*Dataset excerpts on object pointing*
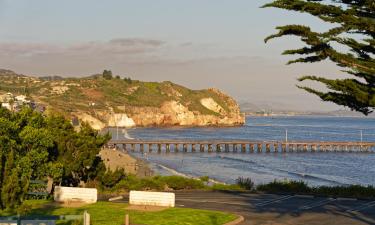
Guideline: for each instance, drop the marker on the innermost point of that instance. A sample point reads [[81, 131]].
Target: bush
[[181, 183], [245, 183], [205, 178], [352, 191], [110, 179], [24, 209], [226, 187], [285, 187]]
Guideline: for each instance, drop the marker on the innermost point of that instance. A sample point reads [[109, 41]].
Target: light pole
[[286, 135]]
==
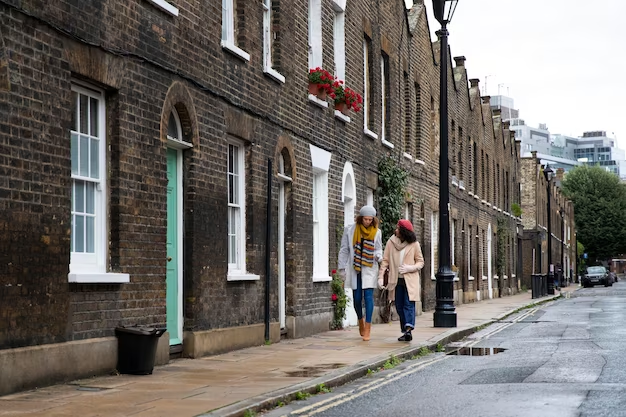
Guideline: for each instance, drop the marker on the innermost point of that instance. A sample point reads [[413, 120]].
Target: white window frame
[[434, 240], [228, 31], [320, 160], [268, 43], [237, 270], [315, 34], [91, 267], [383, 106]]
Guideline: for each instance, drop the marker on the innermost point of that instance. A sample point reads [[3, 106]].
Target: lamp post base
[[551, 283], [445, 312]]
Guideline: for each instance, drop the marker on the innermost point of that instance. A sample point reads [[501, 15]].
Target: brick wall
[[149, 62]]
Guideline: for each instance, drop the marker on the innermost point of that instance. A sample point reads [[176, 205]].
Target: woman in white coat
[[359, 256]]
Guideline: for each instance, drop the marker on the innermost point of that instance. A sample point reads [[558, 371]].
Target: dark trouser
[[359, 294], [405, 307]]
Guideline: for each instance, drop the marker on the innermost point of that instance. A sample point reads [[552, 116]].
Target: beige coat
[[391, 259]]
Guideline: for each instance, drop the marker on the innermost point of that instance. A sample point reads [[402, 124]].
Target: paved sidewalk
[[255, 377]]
---
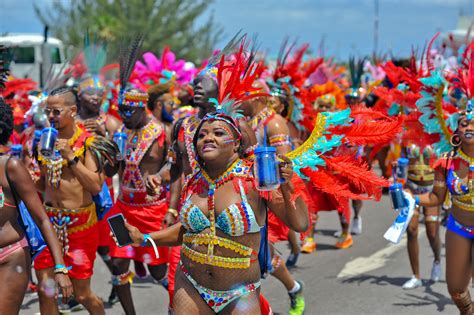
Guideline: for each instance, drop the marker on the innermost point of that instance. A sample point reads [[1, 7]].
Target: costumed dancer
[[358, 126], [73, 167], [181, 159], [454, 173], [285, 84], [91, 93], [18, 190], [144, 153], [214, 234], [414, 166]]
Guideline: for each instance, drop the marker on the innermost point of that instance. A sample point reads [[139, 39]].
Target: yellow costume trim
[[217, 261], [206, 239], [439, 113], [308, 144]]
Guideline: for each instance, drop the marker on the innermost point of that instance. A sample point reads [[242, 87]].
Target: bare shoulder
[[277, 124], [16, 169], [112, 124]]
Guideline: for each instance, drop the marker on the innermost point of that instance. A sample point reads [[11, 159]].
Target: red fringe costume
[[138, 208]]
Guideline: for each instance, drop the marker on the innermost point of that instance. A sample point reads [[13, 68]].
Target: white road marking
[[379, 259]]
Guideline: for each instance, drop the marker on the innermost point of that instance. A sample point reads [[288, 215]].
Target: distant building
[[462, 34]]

*PROBLEM TO SOLVE*
Could you put the data lines, from the one containing "reads [[1, 7]]." through the one containing "[[462, 34]]", into a Markdown table with the columns Row and Content, numbering each row and leaving out blank lines?

*THE REPLY*
| Row | Content |
|---|---|
| 1 | Guideline: for each instance, drop the marker on the innermost point of that instance. A sample point reads [[1, 7]]. |
| 2 | Target: costumed dancer |
| 3 | [[358, 126], [73, 167], [181, 159], [454, 173], [285, 84], [91, 93], [18, 190], [144, 153], [214, 234], [414, 166]] |
| 4 | Guideline: for each instance, drop the marker on the innermost point of that instance. A sample point reads [[139, 39]]. |
| 5 | Target: yellow costume trim |
| 6 | [[217, 261], [206, 239], [439, 113], [308, 144]] |
| 7 | Guideline: for each instance, drop the marker on the innermost point of that instance. A sample point reads [[242, 87]]. |
| 8 | Target: bare shoulder |
| 9 | [[277, 124], [16, 169], [112, 124]] |
| 10 | Guideline: for each instance, drop the marker on the innermost point of that instance. A sample point reads [[11, 159]]. |
| 11 | Target: red fringe costume |
| 12 | [[138, 208]] |
| 13 | Guideline: for each instance, drop the marker on the innermost point of that instance. A sample point reads [[13, 68]]. |
| 14 | Target: white road marking |
| 15 | [[379, 259]] |
| 16 | Guideline: for each instance, drop the marker on the innermost point of that instance. A sample point reads [[288, 215]]. |
| 17 | Target: distant building |
| 18 | [[462, 34]] |